STATED EXERCISE:
Swap "pin" for "marker" throughout the rows below, and write the lines out again with everything else left as it is.

Point labeling dataset excerpts
--- --- ---
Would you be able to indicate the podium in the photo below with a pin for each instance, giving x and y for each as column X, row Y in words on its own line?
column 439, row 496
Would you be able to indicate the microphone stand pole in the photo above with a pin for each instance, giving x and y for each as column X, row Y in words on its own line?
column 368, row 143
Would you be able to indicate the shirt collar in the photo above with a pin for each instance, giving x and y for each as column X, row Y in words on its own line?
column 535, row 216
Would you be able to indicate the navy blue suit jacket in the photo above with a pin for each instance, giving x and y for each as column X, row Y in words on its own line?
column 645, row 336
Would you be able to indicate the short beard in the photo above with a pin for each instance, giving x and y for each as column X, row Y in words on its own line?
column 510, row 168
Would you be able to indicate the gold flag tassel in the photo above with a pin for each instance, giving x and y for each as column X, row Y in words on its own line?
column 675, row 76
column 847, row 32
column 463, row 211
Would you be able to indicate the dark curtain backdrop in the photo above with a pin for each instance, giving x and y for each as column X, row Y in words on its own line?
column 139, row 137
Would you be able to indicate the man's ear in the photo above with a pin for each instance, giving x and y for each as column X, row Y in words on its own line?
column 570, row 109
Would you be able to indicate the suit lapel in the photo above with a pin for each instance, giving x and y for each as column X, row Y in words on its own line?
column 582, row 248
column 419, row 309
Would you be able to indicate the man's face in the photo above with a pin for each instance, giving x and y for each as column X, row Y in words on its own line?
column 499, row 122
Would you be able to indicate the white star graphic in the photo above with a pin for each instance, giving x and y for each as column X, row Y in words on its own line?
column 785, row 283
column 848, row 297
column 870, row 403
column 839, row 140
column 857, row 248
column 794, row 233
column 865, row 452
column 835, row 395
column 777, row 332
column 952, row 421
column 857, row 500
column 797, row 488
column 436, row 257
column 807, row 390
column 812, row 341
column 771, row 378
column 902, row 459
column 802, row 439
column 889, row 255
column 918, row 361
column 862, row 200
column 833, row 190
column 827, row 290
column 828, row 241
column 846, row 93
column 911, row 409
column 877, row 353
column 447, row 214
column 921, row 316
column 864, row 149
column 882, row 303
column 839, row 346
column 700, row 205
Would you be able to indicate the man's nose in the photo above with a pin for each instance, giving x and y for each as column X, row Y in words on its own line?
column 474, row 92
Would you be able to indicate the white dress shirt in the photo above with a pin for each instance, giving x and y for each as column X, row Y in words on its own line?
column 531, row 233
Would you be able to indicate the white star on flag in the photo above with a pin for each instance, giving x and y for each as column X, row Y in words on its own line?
--- --- ---
WRITTEN REPLY:
Would you be able to indicate the podium in the photo below with a marker for each instance, giving x and y for each as column X, row Y in words on its own line?
column 439, row 496
Would you be able to indicate the microphone stand pole in the photo above with a marker for each instance, giving x and y for each as column X, row Y in words on its own line?
column 368, row 143
Would you be able to indicate the shirt collar in the photo above with a marker for each instance, giving x and y for each as column X, row Y in words on its own line?
column 535, row 216
Would you be able to indicate the navy blue suit jacket in the photo above with a marker for each instance, giving x and y for each as column X, row Y in words on its own line?
column 645, row 336
Would you be able to indicate the short beard in the photo above with a marker for each instance, giving x and y for each as column X, row Y in words on its own line?
column 510, row 168
Would you be able to indicate the gold flag tassel in the photo above with a marker for each instance, giving x and y for each as column X, row Y in words on its own line?
column 675, row 76
column 847, row 32
column 463, row 211
Would you be able to indicate the dark curtain backdrop in the photo above with a marker for each instance, giving x and y for each as column X, row Y in words on its own line?
column 139, row 137
Would you be able to indicate the man's ear in the photo above with a marker for each instance, giving x and y for each as column X, row Y in words on its own line?
column 570, row 109
Would you be able to indicate the suit lapel in the photo above with a marker for each instance, giving x and y for each as column X, row Y in words on its own line?
column 582, row 248
column 419, row 309
Would you be able to indicate the man's face in the photo above with a marker for each instance, giving x and y for each as column X, row Y in words on its own line?
column 499, row 122
Would you be able to indicate the white star graphic in the photo above with a marker for each instance, giving x and y for each as column X, row Y in words on its own line?
column 785, row 283
column 848, row 297
column 870, row 403
column 839, row 140
column 857, row 248
column 794, row 233
column 865, row 452
column 835, row 395
column 777, row 332
column 952, row 421
column 857, row 500
column 797, row 488
column 436, row 257
column 807, row 390
column 812, row 341
column 771, row 378
column 902, row 459
column 802, row 439
column 889, row 255
column 918, row 361
column 862, row 200
column 833, row 190
column 827, row 290
column 828, row 241
column 846, row 93
column 911, row 409
column 877, row 353
column 447, row 214
column 921, row 316
column 864, row 149
column 882, row 303
column 839, row 346
column 700, row 205
Would you be able to indicate the man's nose in the photo above with a marker for each instance, giving x and y for each as column X, row Y in words on its own line?
column 474, row 92
Would you be able to indicate the white dress shirt in the photo above with a marker for each instance, giving x and y for each as column X, row Y in words on its own line?
column 531, row 233
Would you be able to indicate the white star on flag in the photo above with a marker for each instance, giving x and y for each as column X, row Y in words on its own line?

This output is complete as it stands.